Records from a pointing dataset:
>> Start

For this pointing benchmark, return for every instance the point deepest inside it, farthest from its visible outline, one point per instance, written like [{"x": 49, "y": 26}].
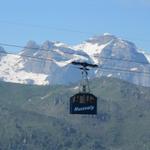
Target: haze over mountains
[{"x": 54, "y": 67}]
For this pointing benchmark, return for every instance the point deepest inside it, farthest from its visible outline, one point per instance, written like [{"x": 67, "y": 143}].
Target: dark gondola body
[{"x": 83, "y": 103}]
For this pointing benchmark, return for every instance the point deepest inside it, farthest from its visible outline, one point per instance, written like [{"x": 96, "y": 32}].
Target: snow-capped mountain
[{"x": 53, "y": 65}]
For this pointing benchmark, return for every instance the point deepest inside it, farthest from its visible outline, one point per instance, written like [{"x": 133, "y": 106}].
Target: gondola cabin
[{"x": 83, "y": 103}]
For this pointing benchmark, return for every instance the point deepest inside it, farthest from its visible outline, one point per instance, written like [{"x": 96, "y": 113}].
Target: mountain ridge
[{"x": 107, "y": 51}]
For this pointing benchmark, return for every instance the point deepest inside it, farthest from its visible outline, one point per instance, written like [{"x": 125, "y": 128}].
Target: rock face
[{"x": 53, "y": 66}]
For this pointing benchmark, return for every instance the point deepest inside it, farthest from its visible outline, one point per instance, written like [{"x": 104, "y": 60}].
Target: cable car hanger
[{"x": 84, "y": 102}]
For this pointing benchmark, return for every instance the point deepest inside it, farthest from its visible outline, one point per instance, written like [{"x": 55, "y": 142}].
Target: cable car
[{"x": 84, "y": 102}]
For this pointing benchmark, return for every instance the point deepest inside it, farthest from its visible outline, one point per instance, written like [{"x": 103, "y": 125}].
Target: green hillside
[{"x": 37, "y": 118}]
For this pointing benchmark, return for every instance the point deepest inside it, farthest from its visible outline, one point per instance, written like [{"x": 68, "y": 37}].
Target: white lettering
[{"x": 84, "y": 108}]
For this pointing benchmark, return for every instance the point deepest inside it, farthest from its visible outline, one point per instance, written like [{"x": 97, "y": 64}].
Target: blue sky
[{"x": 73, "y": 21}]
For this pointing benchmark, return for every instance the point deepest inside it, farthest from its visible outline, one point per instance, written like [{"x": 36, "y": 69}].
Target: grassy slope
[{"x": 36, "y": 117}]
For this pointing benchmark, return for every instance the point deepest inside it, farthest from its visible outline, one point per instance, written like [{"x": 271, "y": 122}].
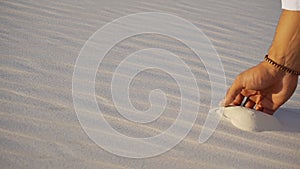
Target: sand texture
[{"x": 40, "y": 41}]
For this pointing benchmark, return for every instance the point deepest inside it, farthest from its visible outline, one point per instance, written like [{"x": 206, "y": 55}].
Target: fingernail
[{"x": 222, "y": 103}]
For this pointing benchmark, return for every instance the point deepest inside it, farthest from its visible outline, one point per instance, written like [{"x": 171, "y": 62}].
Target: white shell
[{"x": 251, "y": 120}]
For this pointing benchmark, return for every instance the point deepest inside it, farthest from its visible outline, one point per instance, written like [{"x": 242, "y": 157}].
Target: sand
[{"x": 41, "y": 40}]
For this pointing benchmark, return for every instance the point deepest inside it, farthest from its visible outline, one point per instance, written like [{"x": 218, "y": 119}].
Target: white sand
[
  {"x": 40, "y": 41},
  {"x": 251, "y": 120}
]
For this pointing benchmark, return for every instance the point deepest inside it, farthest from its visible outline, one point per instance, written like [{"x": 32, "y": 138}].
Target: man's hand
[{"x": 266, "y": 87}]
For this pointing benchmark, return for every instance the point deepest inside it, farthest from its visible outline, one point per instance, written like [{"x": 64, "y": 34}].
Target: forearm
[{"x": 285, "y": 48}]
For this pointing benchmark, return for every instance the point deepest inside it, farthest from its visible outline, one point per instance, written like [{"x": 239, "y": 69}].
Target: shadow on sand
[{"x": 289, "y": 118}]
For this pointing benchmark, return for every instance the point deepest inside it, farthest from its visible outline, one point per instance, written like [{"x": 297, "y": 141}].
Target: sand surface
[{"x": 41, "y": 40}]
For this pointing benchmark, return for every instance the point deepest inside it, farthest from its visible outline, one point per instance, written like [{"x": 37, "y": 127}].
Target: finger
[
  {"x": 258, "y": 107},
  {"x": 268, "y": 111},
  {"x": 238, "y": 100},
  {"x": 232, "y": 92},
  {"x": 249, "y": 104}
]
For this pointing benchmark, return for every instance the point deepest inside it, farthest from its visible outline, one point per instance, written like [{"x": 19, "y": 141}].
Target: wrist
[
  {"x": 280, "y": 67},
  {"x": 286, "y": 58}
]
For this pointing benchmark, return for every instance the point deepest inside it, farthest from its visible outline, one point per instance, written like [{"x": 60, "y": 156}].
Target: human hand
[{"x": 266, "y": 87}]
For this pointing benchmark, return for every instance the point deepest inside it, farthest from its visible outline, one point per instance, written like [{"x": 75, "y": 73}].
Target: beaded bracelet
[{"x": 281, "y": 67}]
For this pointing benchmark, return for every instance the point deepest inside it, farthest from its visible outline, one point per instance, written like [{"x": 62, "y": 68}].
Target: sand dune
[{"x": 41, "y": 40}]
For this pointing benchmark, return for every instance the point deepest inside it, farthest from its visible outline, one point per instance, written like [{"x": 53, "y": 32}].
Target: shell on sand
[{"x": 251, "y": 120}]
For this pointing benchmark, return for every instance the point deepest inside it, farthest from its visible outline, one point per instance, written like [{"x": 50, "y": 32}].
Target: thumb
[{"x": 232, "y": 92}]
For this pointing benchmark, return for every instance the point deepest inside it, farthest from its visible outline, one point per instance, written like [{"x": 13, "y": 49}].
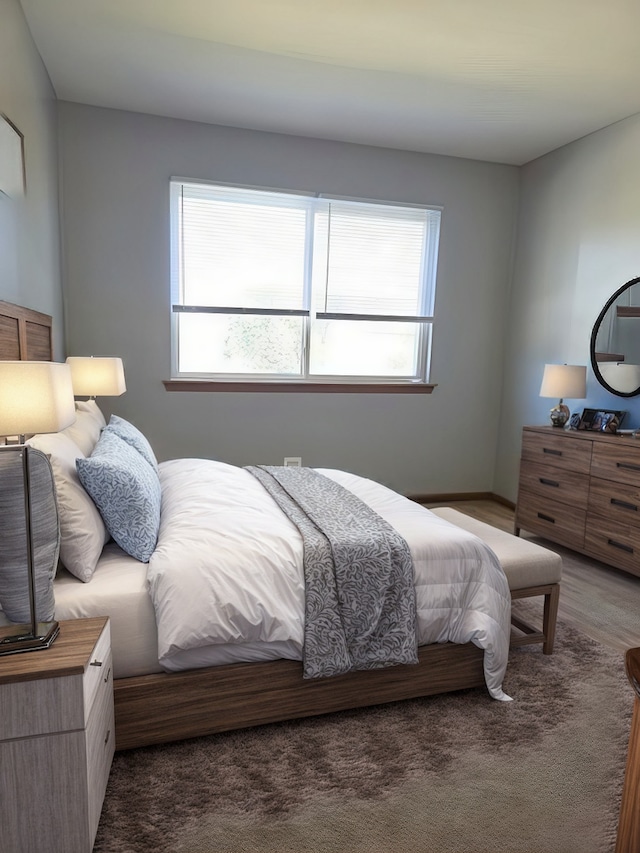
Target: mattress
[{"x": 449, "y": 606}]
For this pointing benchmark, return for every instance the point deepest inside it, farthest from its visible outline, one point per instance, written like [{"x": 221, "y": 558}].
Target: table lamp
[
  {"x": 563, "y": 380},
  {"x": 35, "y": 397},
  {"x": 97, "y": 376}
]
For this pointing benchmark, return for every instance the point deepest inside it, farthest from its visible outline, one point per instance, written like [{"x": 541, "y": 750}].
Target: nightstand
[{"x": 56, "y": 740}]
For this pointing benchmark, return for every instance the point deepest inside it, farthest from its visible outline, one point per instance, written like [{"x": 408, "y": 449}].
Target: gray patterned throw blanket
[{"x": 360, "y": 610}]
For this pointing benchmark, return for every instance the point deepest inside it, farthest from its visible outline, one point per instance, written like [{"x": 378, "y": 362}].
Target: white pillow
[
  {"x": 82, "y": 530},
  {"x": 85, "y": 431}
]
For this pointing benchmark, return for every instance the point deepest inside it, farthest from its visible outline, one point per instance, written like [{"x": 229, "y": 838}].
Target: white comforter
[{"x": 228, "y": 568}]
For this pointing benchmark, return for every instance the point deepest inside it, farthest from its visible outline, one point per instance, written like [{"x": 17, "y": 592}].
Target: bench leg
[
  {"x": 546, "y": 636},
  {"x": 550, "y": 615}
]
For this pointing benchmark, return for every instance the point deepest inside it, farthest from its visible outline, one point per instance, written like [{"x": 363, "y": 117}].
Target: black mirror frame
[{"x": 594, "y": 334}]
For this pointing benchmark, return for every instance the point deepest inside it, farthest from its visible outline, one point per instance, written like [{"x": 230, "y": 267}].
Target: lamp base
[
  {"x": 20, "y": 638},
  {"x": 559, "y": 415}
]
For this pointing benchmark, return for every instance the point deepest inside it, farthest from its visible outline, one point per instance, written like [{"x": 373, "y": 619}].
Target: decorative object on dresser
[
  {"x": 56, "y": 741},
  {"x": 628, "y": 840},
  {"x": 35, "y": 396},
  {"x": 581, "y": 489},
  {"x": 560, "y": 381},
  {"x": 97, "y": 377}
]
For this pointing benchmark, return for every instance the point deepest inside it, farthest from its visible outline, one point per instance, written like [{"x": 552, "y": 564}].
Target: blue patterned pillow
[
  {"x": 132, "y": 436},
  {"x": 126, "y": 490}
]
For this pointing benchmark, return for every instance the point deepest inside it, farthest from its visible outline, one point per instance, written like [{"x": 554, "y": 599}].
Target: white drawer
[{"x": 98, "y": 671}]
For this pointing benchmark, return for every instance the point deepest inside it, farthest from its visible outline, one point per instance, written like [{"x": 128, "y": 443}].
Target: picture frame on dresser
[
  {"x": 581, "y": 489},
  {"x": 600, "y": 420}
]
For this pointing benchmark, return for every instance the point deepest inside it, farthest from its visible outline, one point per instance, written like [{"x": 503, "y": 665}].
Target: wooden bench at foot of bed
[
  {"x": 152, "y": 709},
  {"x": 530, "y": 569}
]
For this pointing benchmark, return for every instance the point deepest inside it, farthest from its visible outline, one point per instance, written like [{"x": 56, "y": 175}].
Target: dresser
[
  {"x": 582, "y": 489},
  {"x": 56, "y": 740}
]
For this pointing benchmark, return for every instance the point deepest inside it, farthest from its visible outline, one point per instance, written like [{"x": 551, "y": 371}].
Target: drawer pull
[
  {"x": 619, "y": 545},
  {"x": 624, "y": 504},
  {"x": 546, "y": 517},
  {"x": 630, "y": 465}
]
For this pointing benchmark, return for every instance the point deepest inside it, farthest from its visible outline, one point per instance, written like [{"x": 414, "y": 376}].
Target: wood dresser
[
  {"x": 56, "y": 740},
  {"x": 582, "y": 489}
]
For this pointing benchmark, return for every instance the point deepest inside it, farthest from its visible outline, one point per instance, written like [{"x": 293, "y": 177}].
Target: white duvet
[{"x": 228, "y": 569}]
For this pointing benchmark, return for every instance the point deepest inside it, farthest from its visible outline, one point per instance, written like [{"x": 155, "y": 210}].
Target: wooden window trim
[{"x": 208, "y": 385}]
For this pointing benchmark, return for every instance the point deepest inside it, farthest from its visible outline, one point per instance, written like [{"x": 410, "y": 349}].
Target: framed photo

>> End

Requirements:
Report each line of the items above that contains the word "patterned", reproducing every such line in full.

Final answer:
Target: gray patterned throw blanket
Target: blue patterned pillow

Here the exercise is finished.